- _Referring expression pointing data_:
Start of Block

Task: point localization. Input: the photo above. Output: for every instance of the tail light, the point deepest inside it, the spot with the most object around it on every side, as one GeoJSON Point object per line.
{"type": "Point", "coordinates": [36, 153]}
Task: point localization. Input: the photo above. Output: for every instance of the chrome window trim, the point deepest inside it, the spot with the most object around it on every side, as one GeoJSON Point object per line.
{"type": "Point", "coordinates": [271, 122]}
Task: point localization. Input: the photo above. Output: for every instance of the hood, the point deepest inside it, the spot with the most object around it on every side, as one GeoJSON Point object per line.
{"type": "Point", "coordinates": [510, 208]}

End of Block

- _ACTIVITY_:
The records above are to be duplicated exactly, every one of them.

- _EXERCISE OUTPUT_:
Task: point localization. Input: the photo above. Output: for every instance of the tail light, the point deepest inside it, the spot with the most object around it on every side, as one GeoJSON Point object per line.
{"type": "Point", "coordinates": [36, 153]}
Task: point localization. Input: the photo above. Output: for every instance of the chrome window trim, the point deepest inside it, the spot with the most object around it on every side, as one GeoJSON Point object per line.
{"type": "Point", "coordinates": [271, 122]}
Task: point localization. Input: the photo above. Output: for every instance of the hood, the point deepest inside it, the spot with the most object around it on every side, as one GeoJSON Point object per line.
{"type": "Point", "coordinates": [510, 208]}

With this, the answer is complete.